(Given instruction 1): According to the excerpt on pigments for illuminating, what is Chinese White a preparation of?

(Excerpt provided):
# # # #

Vermilion.—A dense, deep-toned red, powerful in colour, and opaque. It is not so pure in tone as orange vermilion, and is of most service when used alone; it can, however, be thinned with white and with yellows.

BLUES.

Cobalt Blue.—A light-toned blue, clean and pure in tint, and semi-transparent. This is the lightest blue used in illuminating, and by the addition of white can he "paled" to any extent, the tints keeping clear and good. Mixed with lemon yellow, it makes a clean useful green. Its admixture with gamboge is not so satisfactory, and the green produced by its combination with Mars yellow is dirty and useless. With rose madder it produces middling, warm and cold purples (i.e., marones, and lilacs or violets); with crimson lake, strong and effective ones; with carmine, ditto. A series of quiet neutral tints can be produced by its admixture with orange vermilion. The tints in question are clean and good, and might occasionally be useful.

French Blue.—A deep rich blue, nearly transparent; is the best substitute for genuine ultramarine. The greens it makes with lemon yellow, gamboge, cadmium, and Mars yellow, are not very effective or useful. The violets and marones it forms with rose madder are granulous and unsatisfactory; with carmine they are somewhat better; but those formed with crimson lake are very good.

Smalt.—A brilliant, full-toned blue; deep in tone, and nearly transparent; luminous and very effective when used alone. It is granulous, and does not wash or mix well. The greens it makes are not particularly useful.

ORANGES.

Mars Orange.—A brilliant orange of very pure tone, transparent and lighter in colour than burnt sienna; and is not so coarse or staring. An effective and useful colour.

Burnt Sienna.—A deep rich orange, transparent and effective; works well and mixes freely.

PURPLES.

Indian Purple.—A rich deep-toned violet, or cold purple colour; most effective when used alone. Can be lighted with French blue or cobalt, and the tints will be found useful.

Burnt Carmine.—A rich deep-toned marone or warm purple colour; transparent and brilliant; luminous and effective when used alone; mixed with orange vermilion, it produces a strong rich colour, and a quiet fleshy one when mixed with cadmium yellow.

GREENS.

Emerald Green.—An extremely vivid and high-toned green, opaque. No combination of blue and yellow will match this colour, which is indispensable in illuminating. It can be "paled" with white, and the tints thus produced are pure and clean. The tints afforded by its admixture with lemon-yellow are also clear and effective.

Green Oxide of Chromium.—A very rich deep green, opaque, but effective. The tone of this green renders it extremely useful in illuminating; mixed with emerald green, it furnishes a series of rich semi-transparent tints. Mixed with lemon-yellow, it gives quiet, useful shades of green; and when this combination is brightened with emerald green, the shades are luminous and effective.

BROWN.

Vandyke Brown.—A deep, rich, transparent, brown, luminous and clear in tint; works, washes, and mixes well. The best of all the browns for illuminating.

BLACK.

Lampblack.—The most dense and deep of all the blacks, free from any shade of brown or grey.

WHITE.

Chinese White.—A preparation of oxide of zinc, permanent, and the white best adapted for illuminating. It is not only usefulper se, but is indispensable for toning or reducing other colours.

# # # #

(Material for the task):
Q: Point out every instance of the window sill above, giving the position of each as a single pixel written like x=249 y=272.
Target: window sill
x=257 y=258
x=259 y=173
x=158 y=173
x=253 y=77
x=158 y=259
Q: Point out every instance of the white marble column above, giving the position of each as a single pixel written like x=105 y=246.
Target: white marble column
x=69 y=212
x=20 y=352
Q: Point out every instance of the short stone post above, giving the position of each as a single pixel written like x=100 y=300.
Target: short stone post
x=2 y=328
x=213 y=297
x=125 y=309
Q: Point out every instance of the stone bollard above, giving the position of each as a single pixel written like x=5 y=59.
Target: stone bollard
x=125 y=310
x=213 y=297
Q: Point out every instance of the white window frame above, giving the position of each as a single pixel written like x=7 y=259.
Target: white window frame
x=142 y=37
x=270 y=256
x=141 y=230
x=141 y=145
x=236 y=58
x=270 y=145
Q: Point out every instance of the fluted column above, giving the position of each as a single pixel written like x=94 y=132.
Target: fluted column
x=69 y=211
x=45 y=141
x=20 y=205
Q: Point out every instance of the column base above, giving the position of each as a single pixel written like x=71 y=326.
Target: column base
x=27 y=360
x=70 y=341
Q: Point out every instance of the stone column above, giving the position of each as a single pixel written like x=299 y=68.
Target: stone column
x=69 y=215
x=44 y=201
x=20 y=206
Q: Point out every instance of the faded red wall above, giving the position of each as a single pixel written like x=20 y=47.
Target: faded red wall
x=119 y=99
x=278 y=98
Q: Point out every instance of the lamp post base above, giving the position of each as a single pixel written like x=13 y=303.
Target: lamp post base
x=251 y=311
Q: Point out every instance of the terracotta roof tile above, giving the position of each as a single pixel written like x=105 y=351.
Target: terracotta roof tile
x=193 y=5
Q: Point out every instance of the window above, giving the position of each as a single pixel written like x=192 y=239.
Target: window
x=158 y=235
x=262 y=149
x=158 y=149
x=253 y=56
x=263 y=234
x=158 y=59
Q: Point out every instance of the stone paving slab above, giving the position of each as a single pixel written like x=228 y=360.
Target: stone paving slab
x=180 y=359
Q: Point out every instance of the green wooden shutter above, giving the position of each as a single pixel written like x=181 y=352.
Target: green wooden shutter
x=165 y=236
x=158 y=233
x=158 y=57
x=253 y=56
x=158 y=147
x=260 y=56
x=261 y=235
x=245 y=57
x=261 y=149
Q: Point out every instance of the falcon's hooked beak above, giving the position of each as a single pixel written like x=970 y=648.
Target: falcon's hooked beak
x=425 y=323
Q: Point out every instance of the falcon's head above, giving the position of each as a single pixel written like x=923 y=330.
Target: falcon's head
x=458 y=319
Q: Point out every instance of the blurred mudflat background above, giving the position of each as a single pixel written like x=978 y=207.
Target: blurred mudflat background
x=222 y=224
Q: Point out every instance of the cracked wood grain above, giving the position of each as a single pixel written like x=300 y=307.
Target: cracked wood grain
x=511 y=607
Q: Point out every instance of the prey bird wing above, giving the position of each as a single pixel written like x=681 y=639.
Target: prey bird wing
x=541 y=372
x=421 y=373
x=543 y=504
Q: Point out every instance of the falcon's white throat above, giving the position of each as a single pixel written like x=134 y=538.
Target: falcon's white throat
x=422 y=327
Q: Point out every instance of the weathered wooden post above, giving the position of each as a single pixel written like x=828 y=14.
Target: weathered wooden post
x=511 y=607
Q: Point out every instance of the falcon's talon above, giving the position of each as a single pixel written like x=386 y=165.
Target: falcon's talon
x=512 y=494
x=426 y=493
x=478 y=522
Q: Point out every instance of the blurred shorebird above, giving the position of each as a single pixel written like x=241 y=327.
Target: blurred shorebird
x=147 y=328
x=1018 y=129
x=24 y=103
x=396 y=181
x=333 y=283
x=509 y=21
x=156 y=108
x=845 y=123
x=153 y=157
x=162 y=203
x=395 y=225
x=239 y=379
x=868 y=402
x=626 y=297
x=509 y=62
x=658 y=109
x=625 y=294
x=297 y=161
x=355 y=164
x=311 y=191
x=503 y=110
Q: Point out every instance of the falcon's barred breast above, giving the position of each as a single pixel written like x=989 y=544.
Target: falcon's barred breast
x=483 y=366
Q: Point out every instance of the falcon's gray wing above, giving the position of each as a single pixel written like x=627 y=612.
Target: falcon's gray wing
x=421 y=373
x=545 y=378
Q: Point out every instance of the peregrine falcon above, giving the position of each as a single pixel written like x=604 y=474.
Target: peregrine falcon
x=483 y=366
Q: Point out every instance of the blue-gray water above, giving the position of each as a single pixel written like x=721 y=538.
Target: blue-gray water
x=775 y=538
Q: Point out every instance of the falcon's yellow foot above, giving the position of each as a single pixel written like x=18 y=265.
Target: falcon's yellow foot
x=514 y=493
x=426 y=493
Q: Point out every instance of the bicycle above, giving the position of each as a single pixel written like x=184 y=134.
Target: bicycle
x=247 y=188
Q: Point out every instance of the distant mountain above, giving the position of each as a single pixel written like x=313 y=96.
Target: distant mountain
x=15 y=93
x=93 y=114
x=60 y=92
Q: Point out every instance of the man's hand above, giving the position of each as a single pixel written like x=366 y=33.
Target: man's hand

# # # #

(Given instruction 2): Reproduce word for word the lines of the listing, starting at the line that contains "Q: Point out every instance of the blue-gray" and ending at the final line of the listing, with both of those lines included.

(Expected answer 1): Oxide of zinc.

(Expected answer 2):
Q: Point out every instance of the blue-gray water above, giving the position of each as a single pixel written like x=721 y=538.
Target: blue-gray water
x=775 y=538
Q: Point out every instance of the falcon's yellow foot above, giving the position of each as a single pixel written like x=18 y=265.
Target: falcon's yellow foot
x=514 y=493
x=426 y=493
Q: Point out every instance of the bicycle above, giving the position of each as a single pixel written like x=184 y=134.
Target: bicycle
x=247 y=188
Q: Point out every instance of the distant mountain above, giving the position of each as a single pixel written like x=313 y=96.
Target: distant mountain
x=15 y=93
x=93 y=114
x=60 y=92
Q: Point out every instance of the man's hand above, giving the position of each as a single pixel written like x=366 y=33.
Target: man's hand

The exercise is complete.